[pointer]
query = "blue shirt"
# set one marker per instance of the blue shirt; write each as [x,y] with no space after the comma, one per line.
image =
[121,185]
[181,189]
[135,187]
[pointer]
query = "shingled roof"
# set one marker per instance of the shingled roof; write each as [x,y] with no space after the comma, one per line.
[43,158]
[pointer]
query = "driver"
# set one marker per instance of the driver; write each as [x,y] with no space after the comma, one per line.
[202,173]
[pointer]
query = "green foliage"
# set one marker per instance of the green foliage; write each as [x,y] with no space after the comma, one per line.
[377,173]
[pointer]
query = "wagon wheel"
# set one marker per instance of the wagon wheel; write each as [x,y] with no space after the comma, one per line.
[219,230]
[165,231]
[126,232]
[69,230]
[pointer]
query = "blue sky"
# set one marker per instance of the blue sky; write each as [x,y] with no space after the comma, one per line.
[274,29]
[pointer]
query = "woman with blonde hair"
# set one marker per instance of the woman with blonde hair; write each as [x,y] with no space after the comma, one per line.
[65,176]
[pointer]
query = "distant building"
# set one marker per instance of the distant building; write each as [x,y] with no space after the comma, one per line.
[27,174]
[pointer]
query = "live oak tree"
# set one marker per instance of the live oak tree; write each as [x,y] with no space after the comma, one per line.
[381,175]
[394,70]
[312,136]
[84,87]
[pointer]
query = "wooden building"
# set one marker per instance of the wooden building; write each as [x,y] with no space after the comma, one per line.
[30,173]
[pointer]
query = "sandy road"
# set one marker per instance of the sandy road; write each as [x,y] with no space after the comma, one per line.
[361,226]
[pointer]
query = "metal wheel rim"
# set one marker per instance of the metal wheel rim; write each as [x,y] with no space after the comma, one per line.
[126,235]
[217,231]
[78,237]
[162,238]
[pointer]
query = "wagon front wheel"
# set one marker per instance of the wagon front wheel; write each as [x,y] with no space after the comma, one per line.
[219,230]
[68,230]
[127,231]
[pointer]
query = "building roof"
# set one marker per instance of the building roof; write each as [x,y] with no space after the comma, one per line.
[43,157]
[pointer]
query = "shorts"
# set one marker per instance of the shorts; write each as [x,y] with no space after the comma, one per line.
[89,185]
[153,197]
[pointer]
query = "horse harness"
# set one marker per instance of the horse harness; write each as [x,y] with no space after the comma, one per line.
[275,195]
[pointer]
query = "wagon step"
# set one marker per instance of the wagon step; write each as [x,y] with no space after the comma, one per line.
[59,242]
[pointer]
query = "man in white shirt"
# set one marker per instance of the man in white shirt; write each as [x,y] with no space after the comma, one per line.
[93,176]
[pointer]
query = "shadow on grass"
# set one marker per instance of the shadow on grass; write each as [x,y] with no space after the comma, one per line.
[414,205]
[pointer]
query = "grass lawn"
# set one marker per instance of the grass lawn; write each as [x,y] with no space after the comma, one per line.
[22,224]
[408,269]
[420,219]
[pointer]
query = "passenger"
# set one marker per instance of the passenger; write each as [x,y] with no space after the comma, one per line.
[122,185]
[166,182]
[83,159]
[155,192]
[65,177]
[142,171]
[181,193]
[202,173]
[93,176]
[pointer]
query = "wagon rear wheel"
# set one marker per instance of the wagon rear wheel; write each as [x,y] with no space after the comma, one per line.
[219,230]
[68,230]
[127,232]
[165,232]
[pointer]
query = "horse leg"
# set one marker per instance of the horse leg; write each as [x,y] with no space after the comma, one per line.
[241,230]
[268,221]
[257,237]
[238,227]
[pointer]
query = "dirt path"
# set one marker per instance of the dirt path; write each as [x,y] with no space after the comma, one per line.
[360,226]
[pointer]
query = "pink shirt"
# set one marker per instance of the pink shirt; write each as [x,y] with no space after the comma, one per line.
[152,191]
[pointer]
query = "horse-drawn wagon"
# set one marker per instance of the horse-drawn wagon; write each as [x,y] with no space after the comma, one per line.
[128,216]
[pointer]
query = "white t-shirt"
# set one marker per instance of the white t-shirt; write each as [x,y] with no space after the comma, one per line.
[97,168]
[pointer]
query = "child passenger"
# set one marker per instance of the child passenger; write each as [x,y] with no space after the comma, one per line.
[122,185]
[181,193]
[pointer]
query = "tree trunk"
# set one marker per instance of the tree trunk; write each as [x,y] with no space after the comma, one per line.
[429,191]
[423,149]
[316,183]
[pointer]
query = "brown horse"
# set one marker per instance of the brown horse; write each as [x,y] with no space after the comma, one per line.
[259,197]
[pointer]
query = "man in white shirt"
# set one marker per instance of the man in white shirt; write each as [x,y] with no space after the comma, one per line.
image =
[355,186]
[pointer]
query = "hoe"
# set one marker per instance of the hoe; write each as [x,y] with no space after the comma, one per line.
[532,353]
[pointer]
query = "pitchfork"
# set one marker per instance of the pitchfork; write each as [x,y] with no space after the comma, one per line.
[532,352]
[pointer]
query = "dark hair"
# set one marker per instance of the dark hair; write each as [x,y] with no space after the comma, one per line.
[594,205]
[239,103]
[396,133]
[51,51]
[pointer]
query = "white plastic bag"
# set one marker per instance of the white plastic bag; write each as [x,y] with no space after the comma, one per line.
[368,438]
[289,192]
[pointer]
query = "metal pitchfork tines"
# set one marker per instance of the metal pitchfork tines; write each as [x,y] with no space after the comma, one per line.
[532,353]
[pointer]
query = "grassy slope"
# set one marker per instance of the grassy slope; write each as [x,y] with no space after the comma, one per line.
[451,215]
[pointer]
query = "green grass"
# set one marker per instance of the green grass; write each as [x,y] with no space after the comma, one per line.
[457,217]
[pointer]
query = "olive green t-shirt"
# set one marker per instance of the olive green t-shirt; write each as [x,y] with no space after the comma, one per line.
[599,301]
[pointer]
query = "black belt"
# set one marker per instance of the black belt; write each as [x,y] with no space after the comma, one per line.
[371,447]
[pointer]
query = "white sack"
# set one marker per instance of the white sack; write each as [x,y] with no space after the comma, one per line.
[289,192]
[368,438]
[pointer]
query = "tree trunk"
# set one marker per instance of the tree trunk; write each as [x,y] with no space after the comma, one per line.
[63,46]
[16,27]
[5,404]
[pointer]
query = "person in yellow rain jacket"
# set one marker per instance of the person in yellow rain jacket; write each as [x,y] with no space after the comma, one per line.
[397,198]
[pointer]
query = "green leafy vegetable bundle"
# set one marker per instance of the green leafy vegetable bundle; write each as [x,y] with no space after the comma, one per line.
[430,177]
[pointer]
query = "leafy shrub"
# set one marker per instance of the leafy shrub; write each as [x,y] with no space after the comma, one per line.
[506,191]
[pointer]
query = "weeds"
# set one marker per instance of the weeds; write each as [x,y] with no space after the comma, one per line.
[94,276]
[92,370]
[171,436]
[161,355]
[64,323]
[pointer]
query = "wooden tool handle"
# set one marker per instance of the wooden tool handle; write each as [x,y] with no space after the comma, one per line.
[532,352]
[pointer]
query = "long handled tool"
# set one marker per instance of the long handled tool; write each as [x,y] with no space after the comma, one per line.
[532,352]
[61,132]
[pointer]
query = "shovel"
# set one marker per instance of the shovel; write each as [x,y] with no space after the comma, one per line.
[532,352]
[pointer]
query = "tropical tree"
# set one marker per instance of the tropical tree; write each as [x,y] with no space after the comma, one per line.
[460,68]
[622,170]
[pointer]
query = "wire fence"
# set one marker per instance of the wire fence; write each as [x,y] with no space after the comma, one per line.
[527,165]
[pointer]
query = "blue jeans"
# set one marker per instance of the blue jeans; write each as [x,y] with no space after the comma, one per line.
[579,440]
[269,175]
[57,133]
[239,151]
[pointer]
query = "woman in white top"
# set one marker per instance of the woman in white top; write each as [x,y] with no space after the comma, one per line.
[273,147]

EXERCISE OBJECTIVE
Show every line of the records that contains the word "driver".

WRITTEN ANSWER
query = "driver"
# set one marker per instance of the driver; write each as [x,y] with no space after the comma, one per line.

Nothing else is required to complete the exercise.